DONNÉES PRÉSENTÉES:
****************************************
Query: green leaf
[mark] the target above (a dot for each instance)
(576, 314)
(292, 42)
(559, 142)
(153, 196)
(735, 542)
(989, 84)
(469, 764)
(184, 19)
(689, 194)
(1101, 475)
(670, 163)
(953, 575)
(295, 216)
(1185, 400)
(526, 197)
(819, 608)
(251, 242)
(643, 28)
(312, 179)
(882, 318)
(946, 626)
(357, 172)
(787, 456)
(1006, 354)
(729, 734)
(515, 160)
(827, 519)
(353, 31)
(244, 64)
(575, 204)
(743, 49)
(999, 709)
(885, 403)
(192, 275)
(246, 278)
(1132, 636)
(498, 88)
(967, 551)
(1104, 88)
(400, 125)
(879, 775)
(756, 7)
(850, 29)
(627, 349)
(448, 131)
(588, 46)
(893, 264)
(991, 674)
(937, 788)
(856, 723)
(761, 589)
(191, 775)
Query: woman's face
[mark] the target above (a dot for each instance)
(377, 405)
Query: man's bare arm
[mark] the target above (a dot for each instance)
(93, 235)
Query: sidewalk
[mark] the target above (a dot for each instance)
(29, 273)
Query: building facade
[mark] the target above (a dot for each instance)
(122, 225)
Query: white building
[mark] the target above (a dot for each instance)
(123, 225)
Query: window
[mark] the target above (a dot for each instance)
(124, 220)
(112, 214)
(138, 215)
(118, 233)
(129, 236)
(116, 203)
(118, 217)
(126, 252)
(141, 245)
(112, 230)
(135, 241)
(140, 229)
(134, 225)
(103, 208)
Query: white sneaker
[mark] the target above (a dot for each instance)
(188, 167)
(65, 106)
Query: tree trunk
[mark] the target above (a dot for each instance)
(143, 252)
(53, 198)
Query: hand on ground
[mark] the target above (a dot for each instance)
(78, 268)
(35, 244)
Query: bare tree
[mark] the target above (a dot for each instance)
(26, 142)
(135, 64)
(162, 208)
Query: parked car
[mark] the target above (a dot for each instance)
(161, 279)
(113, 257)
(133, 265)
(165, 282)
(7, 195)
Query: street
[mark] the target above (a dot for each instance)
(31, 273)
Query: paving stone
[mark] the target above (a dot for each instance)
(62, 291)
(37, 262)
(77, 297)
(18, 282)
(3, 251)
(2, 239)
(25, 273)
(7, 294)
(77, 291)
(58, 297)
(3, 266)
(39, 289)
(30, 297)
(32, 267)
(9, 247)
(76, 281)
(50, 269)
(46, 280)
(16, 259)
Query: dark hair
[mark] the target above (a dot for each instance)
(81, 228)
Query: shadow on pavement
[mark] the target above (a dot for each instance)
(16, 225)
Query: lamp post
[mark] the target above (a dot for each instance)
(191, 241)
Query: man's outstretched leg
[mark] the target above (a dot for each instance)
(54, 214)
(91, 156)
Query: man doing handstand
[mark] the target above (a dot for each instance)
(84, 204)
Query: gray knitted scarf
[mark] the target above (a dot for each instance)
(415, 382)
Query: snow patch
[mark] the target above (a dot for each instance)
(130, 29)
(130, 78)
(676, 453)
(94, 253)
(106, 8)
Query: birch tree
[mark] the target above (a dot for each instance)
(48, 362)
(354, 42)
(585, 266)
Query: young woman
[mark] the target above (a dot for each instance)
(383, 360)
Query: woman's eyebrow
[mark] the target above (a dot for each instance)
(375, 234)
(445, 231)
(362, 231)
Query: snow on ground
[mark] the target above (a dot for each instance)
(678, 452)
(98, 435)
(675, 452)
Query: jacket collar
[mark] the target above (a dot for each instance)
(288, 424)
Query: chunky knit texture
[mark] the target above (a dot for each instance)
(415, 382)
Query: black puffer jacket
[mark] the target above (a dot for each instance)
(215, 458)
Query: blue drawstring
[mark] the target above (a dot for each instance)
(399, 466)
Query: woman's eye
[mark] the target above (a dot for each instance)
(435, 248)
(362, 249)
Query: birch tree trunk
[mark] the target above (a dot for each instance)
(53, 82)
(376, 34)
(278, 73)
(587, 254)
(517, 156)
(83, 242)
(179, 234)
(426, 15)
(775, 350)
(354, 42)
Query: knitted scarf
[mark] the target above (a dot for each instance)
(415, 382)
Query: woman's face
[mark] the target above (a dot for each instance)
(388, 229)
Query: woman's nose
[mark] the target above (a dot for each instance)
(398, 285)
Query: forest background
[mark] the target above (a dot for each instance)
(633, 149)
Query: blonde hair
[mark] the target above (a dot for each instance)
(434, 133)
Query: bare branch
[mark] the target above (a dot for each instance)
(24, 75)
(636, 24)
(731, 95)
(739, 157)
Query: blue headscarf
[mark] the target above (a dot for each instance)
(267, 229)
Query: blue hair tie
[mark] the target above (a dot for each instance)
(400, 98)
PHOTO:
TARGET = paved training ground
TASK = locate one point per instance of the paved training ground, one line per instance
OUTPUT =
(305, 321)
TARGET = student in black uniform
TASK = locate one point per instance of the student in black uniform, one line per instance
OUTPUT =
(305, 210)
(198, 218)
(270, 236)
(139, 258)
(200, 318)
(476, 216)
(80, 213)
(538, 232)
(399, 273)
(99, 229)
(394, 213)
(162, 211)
****************************************
TÂCHE À FAIRE: Reprenez intégralement les lignes, de celle qui contient « Query: woman's eyebrow » jusqu'à la dernière ligne comprise, et elles seules. Réduisez l'échelle des coordonnées des réponses en les multipliant par 0,2 et en arrondissant à l'entier, les demis vers le haut.

RÉPONSE RÉDIGÉE:
Query: woman's eyebrow
[mark] the target above (a dot for each instance)
(75, 47)
(89, 46)
(72, 46)
Query: snow on ground
[mark] the target above (a dot for each instance)
(136, 90)
(20, 87)
(135, 90)
Query: jacket collar
[mark] the target above (a dot for each instance)
(58, 85)
Query: chunky knit texture
[mark] the target above (a dot for each instance)
(83, 76)
Query: black puffer jacket
[mark] the target above (a dot for each instance)
(43, 92)
Query: blue drawstring
[mark] the target above (a dot for each instance)
(80, 93)
Query: woman's eye
[mark] the target above (a dot for each instance)
(87, 50)
(72, 50)
Query: birch tree trunk
[mark] the target above (a dot for each instance)
(11, 16)
(75, 7)
(56, 15)
(117, 51)
(103, 31)
(17, 48)
(36, 47)
(85, 3)
(155, 70)
(71, 8)
Query: knitted scarf
[mark] the target above (a dot for each instance)
(83, 76)
Query: woman's face
[mark] the target above (a dot for each instance)
(78, 46)
Query: woman's nose
[mark] the target above (a dot for each instance)
(80, 57)
Query: forest background
[mark] the target above (a dot for each instance)
(127, 30)
Query: blonde hair
[mark] the target above (a dot for each instance)
(87, 27)
Query: bare branch
[mark] the target above (a dot for each instance)
(5, 15)
(127, 5)
(146, 19)
(148, 31)
Query: blue headscarf
[mark] the target above (a dot for each instance)
(53, 46)
Query: blue hair tie
[mark] the target above (a dot for each instance)
(80, 20)
PHOTO:
TARGET = paved training ground
TASK = locate one point per instance of the paved training ground, one line per instance
OUTPUT =
(61, 64)
TARGET = student in black uniform
TASK = locate one point per instance of the student in black uniform, one line per instance
OUTPUT =
(61, 42)
(40, 44)
(54, 47)
(28, 52)
(40, 64)
(95, 43)
(16, 43)
(108, 46)
(80, 55)
(20, 46)
(79, 43)
(32, 42)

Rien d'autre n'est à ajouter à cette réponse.